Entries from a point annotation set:
==================================================

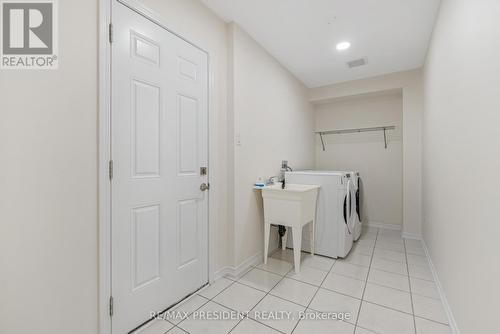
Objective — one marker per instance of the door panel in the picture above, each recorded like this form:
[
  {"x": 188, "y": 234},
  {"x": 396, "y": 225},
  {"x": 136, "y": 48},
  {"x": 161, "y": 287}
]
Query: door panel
[{"x": 158, "y": 142}]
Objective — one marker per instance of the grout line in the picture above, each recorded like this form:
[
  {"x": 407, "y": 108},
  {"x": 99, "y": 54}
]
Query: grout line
[
  {"x": 317, "y": 290},
  {"x": 411, "y": 294},
  {"x": 366, "y": 281},
  {"x": 267, "y": 293}
]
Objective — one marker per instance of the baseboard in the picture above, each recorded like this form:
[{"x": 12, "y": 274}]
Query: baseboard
[
  {"x": 236, "y": 272},
  {"x": 376, "y": 224},
  {"x": 413, "y": 236},
  {"x": 451, "y": 319}
]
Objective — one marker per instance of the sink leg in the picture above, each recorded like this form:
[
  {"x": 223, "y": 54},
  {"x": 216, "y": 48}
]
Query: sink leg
[
  {"x": 284, "y": 239},
  {"x": 297, "y": 247},
  {"x": 267, "y": 231},
  {"x": 311, "y": 236}
]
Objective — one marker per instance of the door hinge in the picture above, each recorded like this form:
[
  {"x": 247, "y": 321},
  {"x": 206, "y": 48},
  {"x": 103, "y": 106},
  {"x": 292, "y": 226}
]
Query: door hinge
[
  {"x": 111, "y": 306},
  {"x": 110, "y": 33},
  {"x": 110, "y": 169}
]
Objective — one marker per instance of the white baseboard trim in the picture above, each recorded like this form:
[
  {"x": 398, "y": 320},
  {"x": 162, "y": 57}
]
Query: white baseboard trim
[
  {"x": 236, "y": 272},
  {"x": 376, "y": 224},
  {"x": 413, "y": 236},
  {"x": 451, "y": 319}
]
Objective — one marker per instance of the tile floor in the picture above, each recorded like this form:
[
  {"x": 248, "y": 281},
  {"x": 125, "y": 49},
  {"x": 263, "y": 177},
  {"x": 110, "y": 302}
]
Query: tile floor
[{"x": 385, "y": 284}]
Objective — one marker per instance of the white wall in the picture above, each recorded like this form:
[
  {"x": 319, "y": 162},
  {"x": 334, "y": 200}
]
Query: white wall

==================================================

> WHAT TO PRODUCE: Reproduce the material above with every "marker" swapped for "point" and nothing else changed, leaving out the pictures.

> FINAL ANSWER:
Objective — one point per instance of the door panel in the picture above, each recorded like this form:
[
  {"x": 188, "y": 234},
  {"x": 396, "y": 225},
  {"x": 136, "y": 48},
  {"x": 161, "y": 287}
]
Query: door panel
[{"x": 158, "y": 142}]
Objective — one point per instance of the grout line in the picture above, each recorded like this form:
[
  {"x": 407, "y": 108},
  {"x": 99, "y": 54}
]
Query: grout line
[
  {"x": 317, "y": 290},
  {"x": 411, "y": 294},
  {"x": 366, "y": 281},
  {"x": 267, "y": 293}
]
Objective — one point per instance of the baseboard in the picture above, each recorded like this form:
[{"x": 12, "y": 274}]
Query: baseboard
[
  {"x": 236, "y": 272},
  {"x": 376, "y": 224},
  {"x": 413, "y": 236},
  {"x": 451, "y": 319}
]
Objective — one point per instance of the sink leg in the picture above, each recorded like this form:
[
  {"x": 223, "y": 54},
  {"x": 216, "y": 48}
]
Query: sink leg
[
  {"x": 284, "y": 239},
  {"x": 297, "y": 247},
  {"x": 267, "y": 231},
  {"x": 311, "y": 236}
]
Objective — one point per instance of the door hinge in the picture above, each recorded like this form:
[
  {"x": 247, "y": 321},
  {"x": 206, "y": 48},
  {"x": 103, "y": 106},
  {"x": 292, "y": 226}
]
Query: door hinge
[
  {"x": 111, "y": 306},
  {"x": 110, "y": 33},
  {"x": 110, "y": 169}
]
Objective — one point per instance of the white baseboard trim in the picture above, each recorded like this form:
[
  {"x": 398, "y": 320},
  {"x": 162, "y": 57}
]
Query: white baseboard trim
[
  {"x": 236, "y": 272},
  {"x": 376, "y": 224},
  {"x": 413, "y": 236},
  {"x": 451, "y": 319}
]
Objective — one point per instance of the tile floor in the picture above, each recorded like this form:
[
  {"x": 248, "y": 281},
  {"x": 125, "y": 49},
  {"x": 263, "y": 177},
  {"x": 110, "y": 302}
]
Query: tile floor
[{"x": 385, "y": 284}]
Objective — one point per instance of the white wall in the picture above, each recorded like this form:
[
  {"x": 319, "y": 162},
  {"x": 334, "y": 200}
]
Query: white wall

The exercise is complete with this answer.